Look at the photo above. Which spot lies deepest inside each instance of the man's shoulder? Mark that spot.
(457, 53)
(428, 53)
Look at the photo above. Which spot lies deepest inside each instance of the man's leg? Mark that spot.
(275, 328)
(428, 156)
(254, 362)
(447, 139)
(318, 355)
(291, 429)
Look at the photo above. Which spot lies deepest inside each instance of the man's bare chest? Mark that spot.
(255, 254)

==

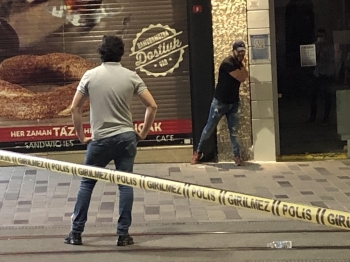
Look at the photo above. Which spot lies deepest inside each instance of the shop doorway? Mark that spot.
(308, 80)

- **PROMPT**: Give the number of lines in the entries above that contain the word "photo", and reply with that number alone.

- **RESPONSE TO THIS EXERCISE**: 4